──────── Source information ────────

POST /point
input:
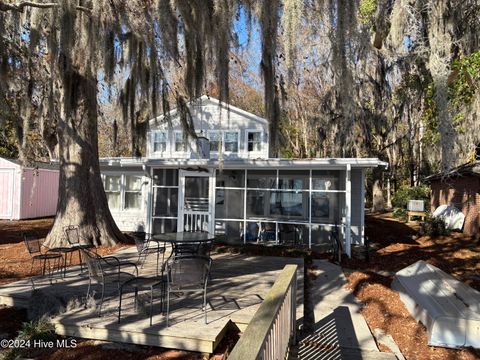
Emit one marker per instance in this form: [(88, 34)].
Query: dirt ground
[(15, 264), (396, 245)]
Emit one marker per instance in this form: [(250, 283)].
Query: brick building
[(459, 187)]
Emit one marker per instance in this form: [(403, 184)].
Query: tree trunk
[(378, 202), (81, 197)]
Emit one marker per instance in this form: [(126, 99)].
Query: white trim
[(203, 101), (348, 211), (263, 144), (152, 143), (11, 189)]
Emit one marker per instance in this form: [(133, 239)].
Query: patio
[(237, 287)]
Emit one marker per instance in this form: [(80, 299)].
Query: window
[(254, 141), (123, 192), (160, 141), (179, 143), (112, 190), (133, 192), (215, 138), (231, 141)]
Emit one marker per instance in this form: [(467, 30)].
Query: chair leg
[(31, 267), (205, 304), (168, 304), (43, 268), (151, 305), (120, 304), (101, 300), (88, 291)]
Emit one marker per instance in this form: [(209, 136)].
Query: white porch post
[(348, 211), (362, 207)]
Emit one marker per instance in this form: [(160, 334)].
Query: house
[(27, 192), (230, 186), (459, 187)]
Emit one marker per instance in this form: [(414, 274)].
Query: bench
[(420, 214)]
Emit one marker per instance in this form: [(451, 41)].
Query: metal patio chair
[(106, 270), (146, 246), (186, 274), (143, 283), (34, 247)]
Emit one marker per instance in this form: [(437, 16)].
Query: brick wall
[(464, 194)]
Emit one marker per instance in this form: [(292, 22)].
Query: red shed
[(459, 187), (27, 192)]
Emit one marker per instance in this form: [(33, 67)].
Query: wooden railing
[(273, 327)]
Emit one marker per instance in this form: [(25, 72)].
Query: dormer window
[(160, 141), (254, 141), (215, 138), (231, 141), (179, 143)]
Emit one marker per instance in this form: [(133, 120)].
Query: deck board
[(237, 287)]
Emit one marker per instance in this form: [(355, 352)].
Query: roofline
[(332, 163), (174, 111)]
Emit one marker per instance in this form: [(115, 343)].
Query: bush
[(405, 193), (434, 227)]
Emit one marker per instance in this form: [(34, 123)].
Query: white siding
[(209, 116)]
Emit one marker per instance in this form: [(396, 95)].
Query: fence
[(273, 327)]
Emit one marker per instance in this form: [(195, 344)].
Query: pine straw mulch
[(15, 263), (397, 245)]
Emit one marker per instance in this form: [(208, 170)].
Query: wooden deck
[(237, 287)]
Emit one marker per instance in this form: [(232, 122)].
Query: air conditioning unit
[(416, 205)]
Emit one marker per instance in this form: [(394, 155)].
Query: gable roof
[(204, 100), (469, 169)]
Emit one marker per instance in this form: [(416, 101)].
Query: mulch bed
[(398, 245), (15, 263)]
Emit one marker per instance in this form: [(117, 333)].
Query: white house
[(236, 190)]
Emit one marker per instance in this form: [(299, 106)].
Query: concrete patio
[(237, 287)]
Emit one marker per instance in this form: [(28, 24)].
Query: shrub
[(405, 193), (434, 227)]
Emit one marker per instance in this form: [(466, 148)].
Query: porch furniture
[(106, 270), (34, 247), (187, 243), (146, 246), (74, 245), (188, 273), (143, 283)]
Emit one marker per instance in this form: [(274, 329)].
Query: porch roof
[(317, 163)]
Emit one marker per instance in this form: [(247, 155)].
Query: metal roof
[(317, 163)]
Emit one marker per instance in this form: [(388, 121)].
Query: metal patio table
[(186, 242)]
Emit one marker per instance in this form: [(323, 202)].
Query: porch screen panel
[(165, 200), (229, 204), (230, 178), (328, 208), (164, 225), (230, 231)]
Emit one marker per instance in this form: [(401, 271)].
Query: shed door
[(6, 193), (195, 201)]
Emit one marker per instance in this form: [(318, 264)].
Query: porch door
[(196, 201)]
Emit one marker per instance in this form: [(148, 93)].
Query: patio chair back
[(32, 242), (189, 272), (94, 266), (141, 241), (71, 232)]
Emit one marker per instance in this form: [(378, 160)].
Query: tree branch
[(20, 7)]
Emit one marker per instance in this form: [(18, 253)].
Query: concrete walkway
[(340, 331)]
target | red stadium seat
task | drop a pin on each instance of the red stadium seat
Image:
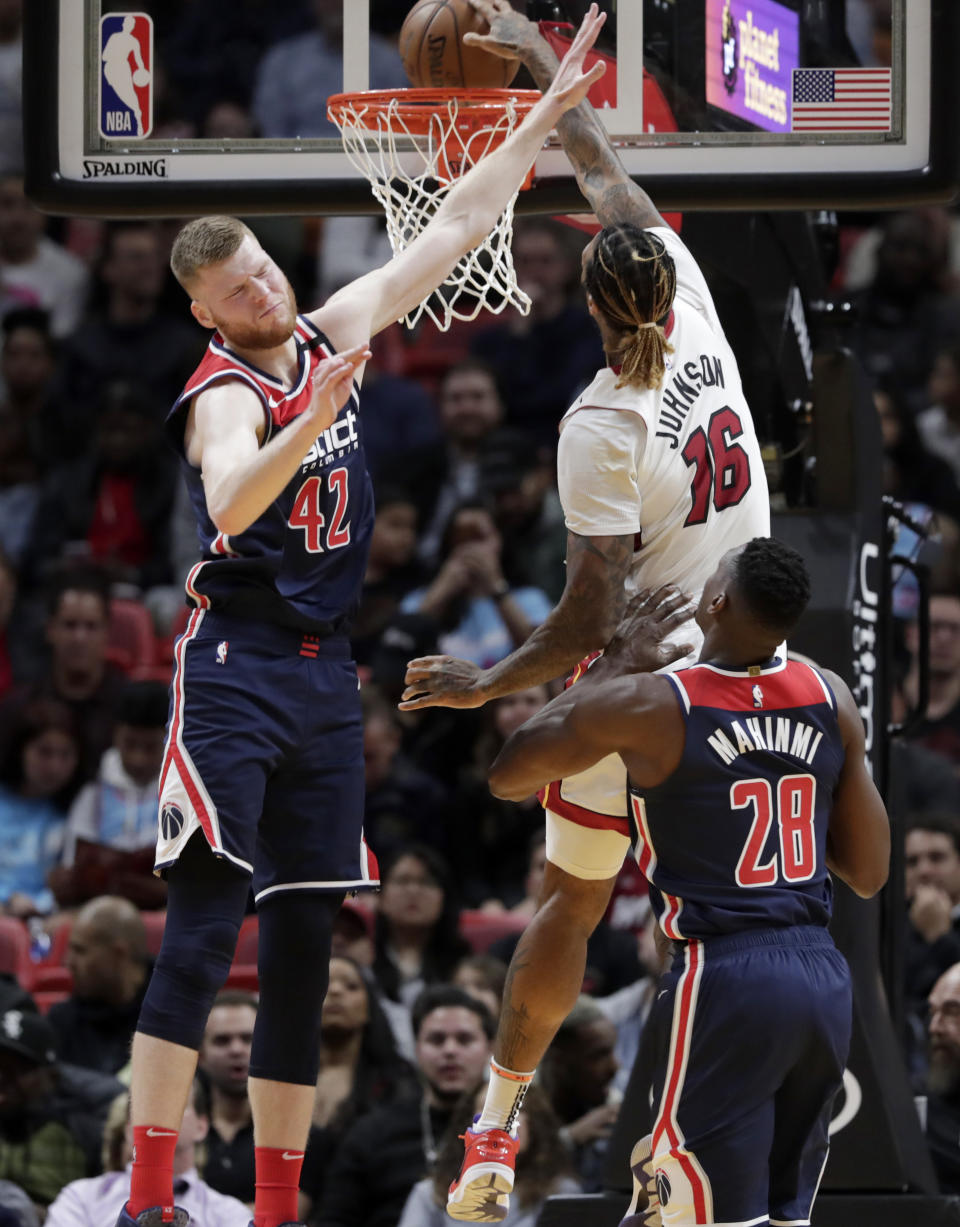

────────

* Task requirements
Across the whole listing, show each line where the word "stadium" occurs.

* Exercise answer
target | red stadium seat
task | drop a pin on each instance of the red stadium seat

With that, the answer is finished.